Syafrudin |
"Saat ini kami mencatat ada sekitar 1.600 orang tenaga honorer (kontrak) belum memperoleh anggaran untuk iuran BPJS Kesehatan dari Pemkab Pasaman," terang Kepala BPJS Kesehatan Pasaman, Syafrudin kepada awak media, Selasa (30/4/2019).
Syafrudin menjelaskan, dalam Perpres Nomor 82 tahun 2018 seluruh pegawai pemerintah non ASN (honorer) harus didaftarkan ke BPJS Kesehatan dengan biaya yang bersumber dari APBD.
"Rincian biaya BPJS Kesehatan untuk pegawai pemerintah non ASN yaitu 2 persen dari gaji Upah Minimum Provinsi (UMP) dan 3 persen dari APBD setempat untuk menanggung lima orang anggota keluarga (suami, istri dan tiga orang anak) dengan kategori kelas II. Dengan kondisi ini rata-rata tenaga hononer tersebut terpaksa menggunakan BPJS Kesehatan secara mandiri, kemudian PBI (Jamkesda dan APBN)," kata Syafrudin.
Pihaknya sudah sering melakukan komunikasi, koordinasi bahkan rapat dengan pemkab setempat untuk mengatasi masalah tersebut. Namun tak kunjung ditindaklanjuti dengan alasan keterbatasan anggaran APBD setempat.

○ ○ ○

_Petunjuk Kerja_
(a) Jawab pertanyaan berikut berdasarkan bacaan tentang iuran BPJS Kesehatan tenaga honorer:
(i) Berapa jumlah tenaga honorer yang belum memperoleh anggaran iuran BPJS Kesehatan dari Pemkab Pasaman?
(ii) Peraturan apa yang mewajibkan pegawai pemerintah non ASN didaftarkan ke BPJS Kesehatan?
(iii) Apa alasan masalah tersebut tak kunjung ditindaklanjuti?
(b) Teruskan bacaan tentang iuran BPJS Kesehatan tenaga honorer mulai dari kalimat terakhirnya.
Entri di bawah ini diambil dari sumber lain.

_Daftar Entri_
○ ○ ○

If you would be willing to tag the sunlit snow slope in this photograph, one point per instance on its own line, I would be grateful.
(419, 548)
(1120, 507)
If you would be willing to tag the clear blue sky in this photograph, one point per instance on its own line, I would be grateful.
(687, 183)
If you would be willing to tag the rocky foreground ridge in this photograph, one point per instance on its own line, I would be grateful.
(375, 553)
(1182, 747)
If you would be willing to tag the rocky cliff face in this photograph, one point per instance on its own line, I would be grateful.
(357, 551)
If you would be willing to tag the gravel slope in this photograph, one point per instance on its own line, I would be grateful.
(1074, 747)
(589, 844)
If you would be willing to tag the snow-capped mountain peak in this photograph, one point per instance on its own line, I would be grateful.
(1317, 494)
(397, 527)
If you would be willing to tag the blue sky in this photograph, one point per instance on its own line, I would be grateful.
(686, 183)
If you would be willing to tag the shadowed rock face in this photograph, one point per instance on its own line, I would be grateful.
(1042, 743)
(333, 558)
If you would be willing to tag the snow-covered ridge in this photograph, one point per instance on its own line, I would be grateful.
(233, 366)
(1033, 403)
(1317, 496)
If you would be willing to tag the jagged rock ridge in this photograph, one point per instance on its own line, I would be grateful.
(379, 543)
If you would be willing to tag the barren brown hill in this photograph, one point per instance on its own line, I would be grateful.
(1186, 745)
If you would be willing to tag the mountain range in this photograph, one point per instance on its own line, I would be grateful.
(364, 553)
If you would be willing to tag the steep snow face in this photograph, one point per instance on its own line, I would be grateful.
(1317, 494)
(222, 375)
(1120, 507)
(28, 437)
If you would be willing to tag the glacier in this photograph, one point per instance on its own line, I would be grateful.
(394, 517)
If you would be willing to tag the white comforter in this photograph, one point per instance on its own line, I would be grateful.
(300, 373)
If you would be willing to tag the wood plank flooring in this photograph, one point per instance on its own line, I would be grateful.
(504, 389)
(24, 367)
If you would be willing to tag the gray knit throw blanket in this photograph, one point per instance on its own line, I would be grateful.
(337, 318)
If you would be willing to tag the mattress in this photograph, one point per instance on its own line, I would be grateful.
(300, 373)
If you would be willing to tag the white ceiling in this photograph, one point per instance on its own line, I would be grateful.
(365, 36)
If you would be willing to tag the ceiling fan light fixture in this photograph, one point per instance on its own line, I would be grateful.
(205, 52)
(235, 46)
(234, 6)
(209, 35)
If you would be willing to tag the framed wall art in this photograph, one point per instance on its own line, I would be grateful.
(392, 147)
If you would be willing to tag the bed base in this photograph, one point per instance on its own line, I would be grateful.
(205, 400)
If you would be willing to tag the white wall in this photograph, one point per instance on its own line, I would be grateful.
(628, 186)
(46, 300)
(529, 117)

○ ○ ○

_Hasil_
(a)
(i) Sekitar 1.600 orang.
(ii) Perpres Nomor 82 tahun 2018.
(iii) Keterbatasan anggaran APBD setempat.

(b)
"Hingga saat ini, baru tenaga honorer DPRD Pasaman yang menganggarkan iuran BPJS Kesehatan tersebut dan instansi vertikal seperti Kemenag, KPU, KPPN, Pajak, Pertahahan, PN, PA, dan Kejaksaan juga sudah didaftarkan," tambahnya.
Sementara untuk perusahaan, saat ini baru 25 perusahaan dari 230 terdata di DPMPTSP yang mendaftarkan karyawannya untuk iuran BPJS Kesehatan.
"Perusahaan yang mendaftarkan karyawannya diantaranya BUMN, BUMD, Yappas, dan sejumlah UMKM. Sedangkan 205 perusahaan lagi belum termasuk PT. Subur dan PT. Aceh yang juga merupakan perusahaan kontruksi terbesar di Pasaman," ungkapnya.
Dia berharap kepada pemkab setempat dan pimpinan perusahaan di daerah itu untuk membayarkan hak buruh tersebut sesuai ketentuan atau regulasi UU yang ada.
"Sebab di dalam PP Nomor 86 Tahun 2012 sangat jelas tentang sanksi, jika hak karyawan tidak dibayarkan pemberi kerja bisa didenda bahkan Pidana," tukasnya. (Noel)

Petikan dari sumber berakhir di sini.